**WORK REQUEST**:
Reproduce word for word the full passage below about the anthology Imagined Spaces and the practice of essaying.

━━ GIVEN PASSAGE

For, in a period of time chiefly dominated by the pandemic – with its attendant lock-ins, self-isolation requirements and levels of state control and regulation not seen since wartime – there have been opportunities aplenty to reflect upon what is important in this world. Being with family and friends, say, getting outside for some air. And what is not. Going shopping, blasting off on international holidays.

And we've had a chance, too, now that we've learned that this virus, and others like it, are part of modern society and here to stay, to think about whether we really have the resources and skills to live differently, according to its terms. Can we learn to be on our own? To socialise differently? Think for ourselves? Make judgements abut our own and others' safety? Can we imagine new ways of being in the world?

This is partly why two editors of a new anthology wanted to explore how writing in a different kind of way might help us find a direction out of the despair and limitations of the life we seem caught up – by introducing us to a vigorous and unusual kind of non fiction that might be described as thinking on the page. This kind of writing, a sort of journeying towards an idea – what they call 'essaying' – seems to be just the right way of responding to the new realities. Because instead of just summing up notions already held to be true or important, essaying, by contrast keeps a discussion live, is open to others' ideas, is flexible and takes risks with its thinking.

This openness, this sense of intellectual and creative adventure, is the theme of Imagined Spaces, a sort of 'workbook', it could be described as – that might help educate young people and all of us in a new way of thinking and writing. It's an anthology of essaying which covers all kinds of subjects, from architecture to art, from literature and music to our ethical, personal and political lives. One can 'essay' on anything, in fact – all it takes is a kind of trust in one's own experience and the courage to test individual thinking against other ideas. So it applies to reading as well as writing – trains us in a kind of open-mindedness – and helps us think about how to create for ourselves new possibilities and priorities, and make creative and intellectual judgements about the world that will help us as we prepare for a new post pandemic age.

━━━━
━━ STORED DATA

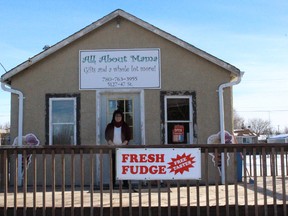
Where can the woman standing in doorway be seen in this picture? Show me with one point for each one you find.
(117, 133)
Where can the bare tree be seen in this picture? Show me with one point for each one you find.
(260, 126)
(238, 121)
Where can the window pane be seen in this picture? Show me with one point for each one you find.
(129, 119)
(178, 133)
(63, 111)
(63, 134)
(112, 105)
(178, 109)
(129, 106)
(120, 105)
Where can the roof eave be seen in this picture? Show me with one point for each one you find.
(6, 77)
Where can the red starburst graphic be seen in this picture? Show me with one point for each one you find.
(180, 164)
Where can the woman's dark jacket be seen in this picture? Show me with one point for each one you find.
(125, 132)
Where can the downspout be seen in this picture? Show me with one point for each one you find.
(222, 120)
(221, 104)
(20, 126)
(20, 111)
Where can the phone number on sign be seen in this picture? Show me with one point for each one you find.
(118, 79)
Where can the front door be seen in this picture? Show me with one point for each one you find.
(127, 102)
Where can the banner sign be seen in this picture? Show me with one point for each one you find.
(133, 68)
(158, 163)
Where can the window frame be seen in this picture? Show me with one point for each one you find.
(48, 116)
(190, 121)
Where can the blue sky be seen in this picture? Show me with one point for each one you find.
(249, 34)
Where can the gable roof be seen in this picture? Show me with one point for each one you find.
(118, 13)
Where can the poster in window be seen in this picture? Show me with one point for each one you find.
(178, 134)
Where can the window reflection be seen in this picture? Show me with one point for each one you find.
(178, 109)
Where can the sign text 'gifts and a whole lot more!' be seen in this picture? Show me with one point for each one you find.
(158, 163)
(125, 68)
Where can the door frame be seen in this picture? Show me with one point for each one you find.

━━━━

**REPLY**:
For, in a period of time chiefly dominated by the pandemic – with its attendant lock-ins, self-isolation requirements and levels of state control and regulation not seen since wartime – there have been opportunities aplenty to reflect upon what is important in this world. Being with family and friends, say, getting outside for some air. And what is not. Going shopping, blasting off on international holidays.

And we've had a chance, too, now that we've learned that this virus, and others like it, are part of modern society and here to stay, to think about whether we really have the resources and skills to live differently, according to its terms. Can we learn to be on our own? To socialise differently? Think for ourselves? Make judgements abut our own and others' safety? Can we imagine new ways of being in the world?

This is partly why two editors of a new anthology wanted to explore how writing in a different kind of way might help us find a direction out of the despair and limitations of the life we seem caught up – by introducing us to a vigorous and unusual kind of non fiction that might be described as thinking on the page. This kind of writing, a sort of journeying towards an idea – what they call 'essaying' – seems to be just the right way of responding to the new realities. Because instead of just summing up notions already held to be true or important, essaying, by contrast keeps a discussion live, is open to others' ideas, is flexible and takes risks with its thinking.

This openness, this sense of intellectual and creative adventure, is the theme of Imagined Spaces, a sort of 'workbook', it could be described as – that might help educate young people and all of us in a new way of thinking and writing. It's an anthology of essaying which covers all kinds of subjects, from architecture to art, from literature and music to our ethical, personal and political lives. One can 'essay' on anything, in fact – all it takes is a kind of trust in one's own experience and the courage to test individual thinking against other ideas. So it applies to reading as well as writing – trains us in a kind of open-mindedness – and helps us think about how to create for ourselves new possibilities and priorities, and make creative and intellectual judgements about the world that will help us as we prepare for a new post pandemic age.